### Directive
Rewrite every line of the items below, including the text of each request, but shift each polygon vertex coordinate by adding 80 to it. Leave the pictures out of your answer.

### Data records
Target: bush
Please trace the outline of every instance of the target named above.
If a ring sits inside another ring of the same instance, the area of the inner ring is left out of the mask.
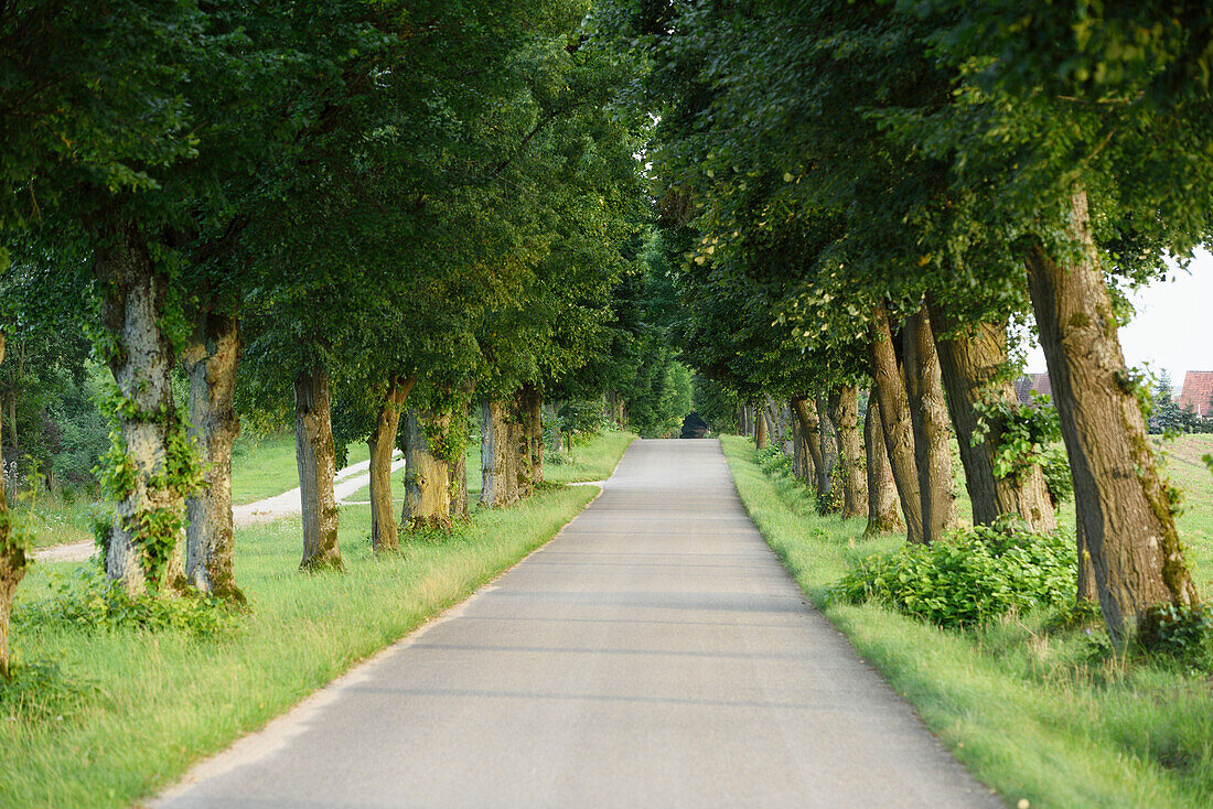
[[[1064,606],[1077,582],[1072,537],[1032,534],[1007,523],[949,534],[862,559],[831,587],[831,598],[879,600],[932,623],[959,628],[1012,611]]]
[[[99,565],[81,565],[52,587],[53,593],[13,610],[15,627],[28,632],[39,627],[67,626],[101,632],[173,629],[210,637],[228,632],[235,623],[232,606],[205,596],[132,598],[109,581]]]

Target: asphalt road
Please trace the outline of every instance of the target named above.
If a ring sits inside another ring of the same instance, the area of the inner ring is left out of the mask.
[[[714,440],[636,441],[552,543],[154,804],[996,807],[810,606]]]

### Full solution
Target: bush
Please trace the outline of every instance of the target named above.
If a ring sits inside another ring of the same instance, the area of the inner ring is left out of the mask.
[[[1144,686],[1157,662],[1152,617],[1112,614],[1087,603],[1029,614],[942,639],[911,667],[911,678],[959,680],[1012,703],[1039,708],[1092,691]]]
[[[179,645],[161,645],[132,667],[133,673],[93,690],[95,707],[108,712],[119,707],[147,706],[181,712],[253,709],[290,717],[308,712],[315,703],[312,686],[285,676],[212,678],[189,661]]]

Target: asphalt road
Please trace the outline of every instance of the target named above.
If a ring sits inside another ring of the same instance, the area of the inner ring is left out of the mask.
[[[794,520],[716,521],[632,623],[234,884],[1076,887],[890,686]]]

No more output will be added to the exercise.